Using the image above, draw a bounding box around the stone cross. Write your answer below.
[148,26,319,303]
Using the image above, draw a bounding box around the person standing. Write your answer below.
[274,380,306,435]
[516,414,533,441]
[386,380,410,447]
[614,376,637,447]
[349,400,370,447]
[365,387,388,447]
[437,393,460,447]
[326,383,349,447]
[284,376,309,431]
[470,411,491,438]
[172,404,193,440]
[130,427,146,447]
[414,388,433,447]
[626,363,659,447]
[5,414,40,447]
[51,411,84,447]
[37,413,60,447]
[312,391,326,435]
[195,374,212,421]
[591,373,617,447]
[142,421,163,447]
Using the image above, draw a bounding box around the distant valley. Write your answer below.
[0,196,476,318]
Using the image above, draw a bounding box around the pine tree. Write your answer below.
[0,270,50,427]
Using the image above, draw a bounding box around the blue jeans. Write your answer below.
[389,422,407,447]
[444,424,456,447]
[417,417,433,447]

###

Can you give all of the items above as a two-column CSV with the headers "text" and "answer"? Use one row per item, put each value in its own quoted field, and replace line breaks with spaces.

text,answer
"Using the image above, draw a bounding box around the stone cross. Write your answer below.","[148,26,319,303]"
"Using the image above, draw a bounding box around the person standing. Write your answer below.","[274,380,306,435] [516,414,533,441] [386,380,410,447] [614,376,637,447] [349,400,370,447] [365,387,388,447] [437,393,460,447] [326,383,349,447] [284,376,309,431] [470,411,491,438] [172,404,193,440] [130,427,146,447] [414,388,433,447] [626,363,659,447] [5,414,40,447] [51,411,84,447] [37,413,60,447] [312,391,326,435] [195,374,212,421] [591,373,617,447] [142,421,163,447]"
"Using the image above, draw a bounding box around the distant valley. Write your answer below.","[0,196,476,318]"
"Using the image above, draw a bounding box around the pine tree. Write your answer below.","[0,270,50,427]"
"Using the image above, draw a bounding box around the blue jeans. Write your answer below.","[389,422,407,447] [444,424,456,447] [417,417,433,447]"